Texto citado:

_ _ _ _

Nota-se, de facto, a experiência significativa, a ligação, o vínculo que permeia a vida
de Vânia, de André e de Dona Helena. São sentimentos que conferem sentido às suas vidas,
atribuem-lhes o senso de realização pessoal, onde reside uma experiência da qual não podem
prescindir, justificada pela evidência do bem que lhes é proporcionado.
83
84
CONCLUSÃO
Essa pesquisa tencionou investigar as trajetórias subjetivas de três coristas acerca de
suas experiências em grupos corais brasileiros. O estudo originou-se a partir da necessidade
de descobrir e analisar uma problemática que se insere em meio a educação musical,
especificamente aos grupos corais, ao traçar um paralelo com a formação. Desta forma,
configura-se como uma contribuição para a área das Ciências da Educação, no domínio de
Desenvolvimento e Formação de Adultos. Ao investigar como são revelados os processos
formativos oriundos da participação coral, foi possível compreender todo um universo de
diferentes contextos em que as vivências musicais permearam a vida desses indivíduos.
Através da metodologia das narrativas biográficas, foi possível aprofundar os estudos
sobre fatores importantes que englobam as experiências corais dos participantes
pesquisados. Estas experiências ocorreram em contextos não formais e informais. Procurei
utilizar perspetivas teóricas referentes a estas modalidades de educação, que possibilitaram
um debate sobre um vasto campo de práticas e, consequentemente, das diferentes conceções
que os mesmos refletiram sobre as aprendizagens em seus diferentes modos sobre educação
e formação.

_ _ _ _

Linhas extraídas:

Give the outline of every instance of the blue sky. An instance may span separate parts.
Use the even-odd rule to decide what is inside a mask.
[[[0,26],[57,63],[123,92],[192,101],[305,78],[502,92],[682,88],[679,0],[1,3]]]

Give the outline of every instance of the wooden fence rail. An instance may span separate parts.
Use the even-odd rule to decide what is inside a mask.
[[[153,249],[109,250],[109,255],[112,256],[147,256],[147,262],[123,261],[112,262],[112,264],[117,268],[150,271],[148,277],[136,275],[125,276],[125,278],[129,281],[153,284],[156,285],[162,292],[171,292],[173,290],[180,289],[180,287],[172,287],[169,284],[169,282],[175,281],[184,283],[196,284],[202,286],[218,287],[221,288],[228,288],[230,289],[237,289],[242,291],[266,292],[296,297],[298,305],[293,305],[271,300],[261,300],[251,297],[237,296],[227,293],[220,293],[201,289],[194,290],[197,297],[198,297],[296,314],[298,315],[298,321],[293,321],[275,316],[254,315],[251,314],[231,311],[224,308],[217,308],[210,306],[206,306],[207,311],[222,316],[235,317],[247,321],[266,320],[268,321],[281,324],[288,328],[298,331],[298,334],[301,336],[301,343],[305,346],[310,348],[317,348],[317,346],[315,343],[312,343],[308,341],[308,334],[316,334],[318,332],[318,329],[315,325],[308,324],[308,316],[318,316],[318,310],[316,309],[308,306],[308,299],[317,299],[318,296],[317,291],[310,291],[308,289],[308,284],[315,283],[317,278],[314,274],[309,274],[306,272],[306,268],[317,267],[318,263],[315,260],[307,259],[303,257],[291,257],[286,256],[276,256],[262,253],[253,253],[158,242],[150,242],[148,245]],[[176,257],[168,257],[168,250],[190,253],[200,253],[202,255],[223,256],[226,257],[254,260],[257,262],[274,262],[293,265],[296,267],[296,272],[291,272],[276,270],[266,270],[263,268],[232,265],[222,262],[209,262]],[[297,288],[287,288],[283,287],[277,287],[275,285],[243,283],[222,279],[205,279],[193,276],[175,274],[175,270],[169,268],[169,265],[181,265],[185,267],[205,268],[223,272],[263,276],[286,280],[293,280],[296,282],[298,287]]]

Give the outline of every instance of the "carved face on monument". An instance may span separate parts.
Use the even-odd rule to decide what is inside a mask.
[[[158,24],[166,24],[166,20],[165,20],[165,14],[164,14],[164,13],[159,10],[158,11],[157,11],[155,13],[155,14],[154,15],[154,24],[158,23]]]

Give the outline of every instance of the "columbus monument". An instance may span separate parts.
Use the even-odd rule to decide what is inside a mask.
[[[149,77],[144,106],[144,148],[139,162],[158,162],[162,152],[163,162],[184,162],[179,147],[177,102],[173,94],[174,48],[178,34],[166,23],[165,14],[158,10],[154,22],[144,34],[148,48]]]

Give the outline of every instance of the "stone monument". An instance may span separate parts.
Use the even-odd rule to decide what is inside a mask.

_ _ _ _

Tarefa curta 1:
Reescreva de forma mais breve o parágrafo do texto citado que começa por "Essa pesquisa tencionou investigar", conservando os seus factos principais.
Tarefa curta 2:
Reproduza do texto citado o trecho que vai de "Através da metodologia" até "e formação.".

Resposta resolvida 1:
A pesquisa investigou as trajetórias subjetivas de três coristas nas suas experiências em grupos corais brasileiros. Nasceu da necessidade de descobrir e analisar uma problemática da educação musical, em particular dos grupos corais, em paralelo com a formação. Contribui assim para as Ciências da Educação, no domínio do Desenvolvimento e Formação de Adultos. Ao estudar os processos formativos ligados à participação coral, permitiu compreender os diferentes contextos em que as vivências musicais marcaram a vida desses indivíduos.

Resposta resolvida 2:
Através da metodologia das narrativas biográficas, foi possível aprofundar os estudos
sobre fatores importantes que englobam as experiências corais dos participantes
pesquisados. Estas experiências ocorreram em contextos não formais e informais. Procurei
utilizar perspetivas teóricas referentes a estas modalidades de educação, que possibilitaram
um debate sobre um vasto campo de práticas e, consequentemente, das diferentes conceções
que os mesmos refletiram sobre as aprendizagens em seus diferentes modos sobre educação
e formação.